* Extract *
Jesse Dunietz wrote in Nautilus describing how to address the limitations of big data and make nowcasting efforts more accurate: 

“But when big data isn’t seen as a panacea, it can be transformative. Several groups, like Columbia University researcher Jeffrey Shaman’s, for example, have outperformed the flu predictions of both the CDC and GFT by using the former to compensate for the skew of the latter. “Shaman’s team tested their model against actual flu activity that had already occurred during the season,” according to the CDC. By taking the immediate past into consideration, Shaman and his team fine-tuned their mathematical model to better predict the future. All it takes is for teams to critically assess their assumptions about their data.”

Bilingual


baɪˈlɪŋgwəl

Practitioners across disciplines who possess both domain knowledge and data science expertise.

The Governance Lab (GovLab) at the NYU Tandon School of Engineering just launched the 100 Questions Initiative, “an effort to identify the most important societal questions whose answers can be found in data and data science if the power of data collaboratives is harnessed.”

The initiative will seek to identify questions that could help unlock the potential of data and data science in solving various global and domestic issues, including but not limited to, climate change, economic inequality, and migration. These questions will be sourced from individuals who have expertise in both a public issue and data science or what The GovLab calls “bilinguals.”

Tom Kalil, the Chief Innovation Officer at Schmidt Futures, argues that the emergent use of data science and machine learning in the public sector will increase the demand for individuals “who speak data science and social sector.”

Similarly within the business context, David Meer wrote that “being bilingual isn’t just a matter of native English speakers learning how to conjugate verbs in French or Spanish. Rather, it’s important that businesses cultivate talent that can simultaneously speak the language of advanced data analysis and nuts-and-bolts business operations. As data analysis becomes a more prevalent and powerful lever for strategy and growth, organizations increasingly need bilinguals to form the bridge between the work of advanced data scientists and business decision makers.”

* Data rows *
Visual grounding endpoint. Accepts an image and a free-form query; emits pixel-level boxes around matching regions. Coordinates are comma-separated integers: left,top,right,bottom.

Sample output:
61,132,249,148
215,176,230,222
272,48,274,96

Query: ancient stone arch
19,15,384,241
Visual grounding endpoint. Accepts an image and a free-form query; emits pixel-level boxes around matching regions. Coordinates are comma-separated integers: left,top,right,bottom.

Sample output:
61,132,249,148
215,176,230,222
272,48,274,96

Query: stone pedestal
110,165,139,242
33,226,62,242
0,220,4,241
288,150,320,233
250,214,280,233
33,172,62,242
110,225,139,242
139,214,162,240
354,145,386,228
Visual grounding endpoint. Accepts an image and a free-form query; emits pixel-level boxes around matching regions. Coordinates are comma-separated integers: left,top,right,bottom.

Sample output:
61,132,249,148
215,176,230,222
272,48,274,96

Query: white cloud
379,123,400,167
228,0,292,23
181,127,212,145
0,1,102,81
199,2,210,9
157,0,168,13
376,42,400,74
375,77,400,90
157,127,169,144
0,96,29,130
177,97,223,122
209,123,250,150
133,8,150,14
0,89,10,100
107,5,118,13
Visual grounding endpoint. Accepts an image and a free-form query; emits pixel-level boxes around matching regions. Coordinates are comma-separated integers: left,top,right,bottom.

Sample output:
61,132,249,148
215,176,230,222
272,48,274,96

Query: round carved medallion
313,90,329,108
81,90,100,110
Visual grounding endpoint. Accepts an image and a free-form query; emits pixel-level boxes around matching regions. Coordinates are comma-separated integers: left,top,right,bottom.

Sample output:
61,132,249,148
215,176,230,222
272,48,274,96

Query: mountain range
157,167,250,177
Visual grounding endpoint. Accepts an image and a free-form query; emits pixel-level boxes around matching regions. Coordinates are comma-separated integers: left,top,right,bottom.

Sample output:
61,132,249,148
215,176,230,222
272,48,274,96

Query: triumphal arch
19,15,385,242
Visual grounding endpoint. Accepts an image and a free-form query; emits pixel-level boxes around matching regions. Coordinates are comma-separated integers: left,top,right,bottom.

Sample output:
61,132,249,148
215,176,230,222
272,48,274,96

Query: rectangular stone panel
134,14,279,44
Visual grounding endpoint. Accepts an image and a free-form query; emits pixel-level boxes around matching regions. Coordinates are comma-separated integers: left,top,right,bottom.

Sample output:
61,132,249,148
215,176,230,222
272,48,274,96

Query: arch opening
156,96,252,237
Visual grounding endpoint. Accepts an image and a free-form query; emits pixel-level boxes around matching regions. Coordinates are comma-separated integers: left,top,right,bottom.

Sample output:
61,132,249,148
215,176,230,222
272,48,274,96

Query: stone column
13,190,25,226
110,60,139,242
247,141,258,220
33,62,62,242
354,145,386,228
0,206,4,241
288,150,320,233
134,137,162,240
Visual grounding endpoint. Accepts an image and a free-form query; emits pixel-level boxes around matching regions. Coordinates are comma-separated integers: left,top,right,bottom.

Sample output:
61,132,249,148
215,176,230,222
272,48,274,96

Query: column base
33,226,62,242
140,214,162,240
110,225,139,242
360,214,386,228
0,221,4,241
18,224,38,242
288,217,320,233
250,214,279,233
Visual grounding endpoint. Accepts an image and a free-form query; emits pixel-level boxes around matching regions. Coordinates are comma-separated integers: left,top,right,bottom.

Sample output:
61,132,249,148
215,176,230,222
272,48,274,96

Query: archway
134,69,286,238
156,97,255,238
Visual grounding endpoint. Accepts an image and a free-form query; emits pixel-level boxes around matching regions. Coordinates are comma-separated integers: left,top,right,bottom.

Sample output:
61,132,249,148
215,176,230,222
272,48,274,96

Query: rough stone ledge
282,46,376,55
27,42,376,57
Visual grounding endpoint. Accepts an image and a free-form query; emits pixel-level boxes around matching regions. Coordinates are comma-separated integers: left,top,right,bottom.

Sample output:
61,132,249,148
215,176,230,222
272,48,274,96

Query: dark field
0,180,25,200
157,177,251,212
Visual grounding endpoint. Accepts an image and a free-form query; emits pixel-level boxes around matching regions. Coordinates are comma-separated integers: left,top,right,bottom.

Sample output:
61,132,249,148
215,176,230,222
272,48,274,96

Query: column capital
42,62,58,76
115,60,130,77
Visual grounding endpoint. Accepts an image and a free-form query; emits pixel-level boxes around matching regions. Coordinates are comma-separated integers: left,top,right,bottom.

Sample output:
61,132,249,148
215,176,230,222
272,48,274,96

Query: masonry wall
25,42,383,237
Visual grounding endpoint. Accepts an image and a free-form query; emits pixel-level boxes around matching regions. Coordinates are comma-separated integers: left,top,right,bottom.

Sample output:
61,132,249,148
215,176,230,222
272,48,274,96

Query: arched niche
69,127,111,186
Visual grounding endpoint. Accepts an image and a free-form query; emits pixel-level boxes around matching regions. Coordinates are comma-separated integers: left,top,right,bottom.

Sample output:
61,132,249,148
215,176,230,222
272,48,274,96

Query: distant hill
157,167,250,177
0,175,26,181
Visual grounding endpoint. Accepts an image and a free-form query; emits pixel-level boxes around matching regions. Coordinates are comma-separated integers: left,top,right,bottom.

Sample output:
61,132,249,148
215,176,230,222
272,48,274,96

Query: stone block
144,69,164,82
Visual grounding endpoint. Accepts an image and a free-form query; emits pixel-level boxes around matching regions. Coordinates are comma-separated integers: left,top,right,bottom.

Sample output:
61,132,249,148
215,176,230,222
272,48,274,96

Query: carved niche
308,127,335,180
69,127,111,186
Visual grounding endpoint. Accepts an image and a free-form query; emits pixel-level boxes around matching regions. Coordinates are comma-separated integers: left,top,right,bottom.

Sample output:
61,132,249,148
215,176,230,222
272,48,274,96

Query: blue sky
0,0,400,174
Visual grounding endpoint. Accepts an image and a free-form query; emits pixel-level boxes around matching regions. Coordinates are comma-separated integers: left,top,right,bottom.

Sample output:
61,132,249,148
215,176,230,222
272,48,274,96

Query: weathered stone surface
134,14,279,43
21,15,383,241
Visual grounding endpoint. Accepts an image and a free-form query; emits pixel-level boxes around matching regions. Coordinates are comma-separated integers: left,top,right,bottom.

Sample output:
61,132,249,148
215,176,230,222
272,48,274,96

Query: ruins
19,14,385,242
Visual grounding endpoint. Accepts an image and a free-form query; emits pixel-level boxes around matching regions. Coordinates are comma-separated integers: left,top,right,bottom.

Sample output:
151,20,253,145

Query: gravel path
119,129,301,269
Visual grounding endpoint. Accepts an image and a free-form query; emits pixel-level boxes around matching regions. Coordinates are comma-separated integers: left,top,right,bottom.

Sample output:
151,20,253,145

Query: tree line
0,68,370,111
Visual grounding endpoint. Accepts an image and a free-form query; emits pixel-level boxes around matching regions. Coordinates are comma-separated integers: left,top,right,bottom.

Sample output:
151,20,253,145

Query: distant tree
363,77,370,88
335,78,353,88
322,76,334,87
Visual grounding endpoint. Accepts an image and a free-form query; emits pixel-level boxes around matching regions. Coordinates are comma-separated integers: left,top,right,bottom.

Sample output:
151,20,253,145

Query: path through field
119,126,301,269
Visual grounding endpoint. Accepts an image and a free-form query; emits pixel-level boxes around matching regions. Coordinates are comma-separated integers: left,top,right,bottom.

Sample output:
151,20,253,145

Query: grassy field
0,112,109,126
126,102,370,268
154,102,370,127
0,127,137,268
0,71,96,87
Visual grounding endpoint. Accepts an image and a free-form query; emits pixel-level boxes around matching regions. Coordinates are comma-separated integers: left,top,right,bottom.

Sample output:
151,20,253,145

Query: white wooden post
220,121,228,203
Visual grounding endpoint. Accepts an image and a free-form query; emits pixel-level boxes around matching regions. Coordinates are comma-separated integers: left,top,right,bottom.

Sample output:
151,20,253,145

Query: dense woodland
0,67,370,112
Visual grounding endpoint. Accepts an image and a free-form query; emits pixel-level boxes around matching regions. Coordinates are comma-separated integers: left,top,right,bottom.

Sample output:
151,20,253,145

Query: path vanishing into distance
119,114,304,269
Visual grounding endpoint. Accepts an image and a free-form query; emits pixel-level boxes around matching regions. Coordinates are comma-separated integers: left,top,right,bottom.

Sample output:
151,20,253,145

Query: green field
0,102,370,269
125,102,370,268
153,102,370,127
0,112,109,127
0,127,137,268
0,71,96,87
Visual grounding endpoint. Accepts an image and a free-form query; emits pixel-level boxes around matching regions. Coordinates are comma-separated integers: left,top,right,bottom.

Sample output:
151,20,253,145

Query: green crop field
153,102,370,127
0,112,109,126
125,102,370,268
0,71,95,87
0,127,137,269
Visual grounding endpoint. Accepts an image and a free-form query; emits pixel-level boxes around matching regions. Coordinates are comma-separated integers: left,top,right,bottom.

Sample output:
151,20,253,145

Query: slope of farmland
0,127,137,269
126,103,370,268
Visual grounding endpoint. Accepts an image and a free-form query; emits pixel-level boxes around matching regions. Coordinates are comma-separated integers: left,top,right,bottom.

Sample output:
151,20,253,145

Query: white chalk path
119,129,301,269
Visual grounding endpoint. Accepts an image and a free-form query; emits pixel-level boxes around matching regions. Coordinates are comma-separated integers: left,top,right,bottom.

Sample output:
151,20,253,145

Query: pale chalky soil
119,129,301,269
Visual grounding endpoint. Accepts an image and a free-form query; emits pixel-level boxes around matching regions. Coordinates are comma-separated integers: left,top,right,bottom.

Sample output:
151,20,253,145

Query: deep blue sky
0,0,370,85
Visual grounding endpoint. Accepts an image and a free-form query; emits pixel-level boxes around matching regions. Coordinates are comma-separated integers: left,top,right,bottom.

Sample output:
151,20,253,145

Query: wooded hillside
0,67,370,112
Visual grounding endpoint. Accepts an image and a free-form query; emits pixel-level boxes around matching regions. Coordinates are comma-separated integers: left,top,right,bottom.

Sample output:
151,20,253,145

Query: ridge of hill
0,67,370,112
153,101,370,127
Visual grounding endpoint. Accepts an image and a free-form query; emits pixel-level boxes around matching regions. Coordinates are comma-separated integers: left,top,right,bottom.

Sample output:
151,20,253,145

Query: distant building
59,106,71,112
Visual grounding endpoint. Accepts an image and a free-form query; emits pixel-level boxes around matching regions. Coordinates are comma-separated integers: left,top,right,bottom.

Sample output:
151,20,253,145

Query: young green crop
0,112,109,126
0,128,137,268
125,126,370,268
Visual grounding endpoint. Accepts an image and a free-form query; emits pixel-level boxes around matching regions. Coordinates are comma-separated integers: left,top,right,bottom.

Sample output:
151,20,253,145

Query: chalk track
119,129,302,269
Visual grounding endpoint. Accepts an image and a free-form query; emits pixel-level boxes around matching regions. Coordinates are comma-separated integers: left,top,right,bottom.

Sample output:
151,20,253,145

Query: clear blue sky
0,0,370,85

* Objective *
List every person the data science excerpt names. The rows were drawn from a different source than the excerpt.

* Response below *
Jesse Dunietz, Jeffrey Shaman, Tom Kalil, David Meer